= PROBLEM REQUIREMENTS =
The entries below are to be repeated exactly, and their pictures left out.

(Natural-language object grounding data)
------------------------------------------------
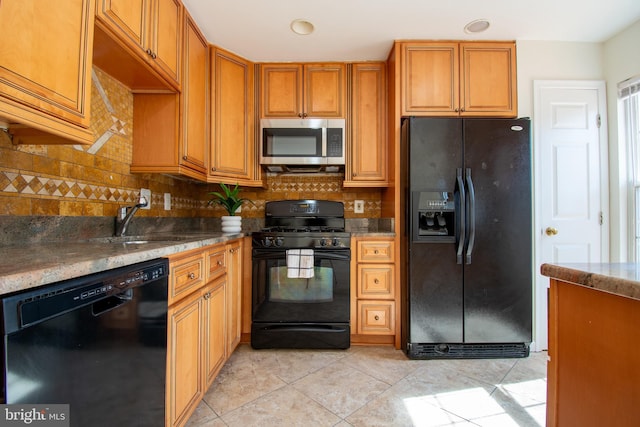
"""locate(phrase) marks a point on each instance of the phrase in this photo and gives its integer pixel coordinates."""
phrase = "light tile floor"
(372, 386)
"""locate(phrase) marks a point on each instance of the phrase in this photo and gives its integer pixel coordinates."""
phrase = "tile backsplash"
(93, 181)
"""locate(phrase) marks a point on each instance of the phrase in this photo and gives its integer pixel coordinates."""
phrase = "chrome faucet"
(125, 214)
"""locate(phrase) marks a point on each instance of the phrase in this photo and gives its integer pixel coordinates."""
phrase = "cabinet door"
(45, 65)
(430, 76)
(324, 90)
(232, 153)
(234, 296)
(488, 83)
(368, 162)
(195, 106)
(281, 89)
(185, 385)
(166, 45)
(214, 320)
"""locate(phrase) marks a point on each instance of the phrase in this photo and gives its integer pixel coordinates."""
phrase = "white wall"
(544, 60)
(621, 61)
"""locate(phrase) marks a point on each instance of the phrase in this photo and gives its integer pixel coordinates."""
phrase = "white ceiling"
(350, 30)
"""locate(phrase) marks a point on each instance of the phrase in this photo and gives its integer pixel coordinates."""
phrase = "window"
(629, 106)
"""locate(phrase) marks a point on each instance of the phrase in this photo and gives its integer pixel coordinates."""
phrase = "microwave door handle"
(324, 142)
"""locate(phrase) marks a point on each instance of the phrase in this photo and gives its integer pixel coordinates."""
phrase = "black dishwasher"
(97, 343)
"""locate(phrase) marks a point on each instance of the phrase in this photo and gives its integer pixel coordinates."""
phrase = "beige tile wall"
(95, 180)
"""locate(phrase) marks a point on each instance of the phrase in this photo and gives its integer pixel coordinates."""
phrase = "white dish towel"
(299, 263)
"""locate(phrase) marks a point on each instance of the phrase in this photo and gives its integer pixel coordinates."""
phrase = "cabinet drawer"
------------------------------------------------
= RESPONSE TO THIS TASK =
"""locate(phrase) marks a point on each instance of the phrase in this photo and gives its integer pixel coordinates."""
phrase = "light tile floor"
(372, 386)
"""locate(phrase) marks a point on each instance of the phrase in this photo and gives its integer pixel coordinates."""
phrase = "tile backsplash"
(93, 181)
"""locate(phrase) marks a point on each instance of the phrase in this photo and gives its integer pixel coordinates."""
phrase = "chrome faucet"
(125, 214)
"""locate(phrase) marks a point on each instance of the phrase in this photo and gives its integer pixel coordinates."""
phrase = "cabinet door"
(45, 65)
(430, 76)
(324, 90)
(232, 153)
(234, 296)
(488, 83)
(368, 162)
(195, 106)
(281, 89)
(185, 385)
(166, 45)
(214, 320)
"""locate(phrase) marks a point on each instance of the phrase in this photo and gives its integer pixel coordinates."""
phrase = "white wall"
(544, 60)
(621, 61)
"""locate(phrase) marks a point on each instance of the phrase in this photo and gives its integer pixel coordinates."""
phrase = "white ceiling"
(350, 30)
"""locate(phrase) marks a point on each instance of the phrase in this photo and gives its integer pixel coordinates."""
phrase = "window"
(629, 106)
"""locate(phrase) marks a point on each instance of the phrase in this photo and gives its integer pixel coordinates."""
phrase = "microwave door handle"
(324, 142)
"""locate(phrase) marks a point on each instance of the phrase in this photo and gives its integer pixel coordinates."""
phrase = "black dishwasher"
(97, 343)
"""locate(phrase) marks a point on each instance of the phrase in this photo and gives its integer pixel coordinates."""
phrase = "beige tile wall"
(95, 180)
"""locate(phrase) marks a point on each instance of the phrase in this photo and gives its integer pixel coordinates."""
phrase = "white dish towel"
(299, 263)
"""locate(phrase) marks a point on each instance of the phrase in this photo and gives its integer pixel coordinates."""
phrase = "cabinet drawer"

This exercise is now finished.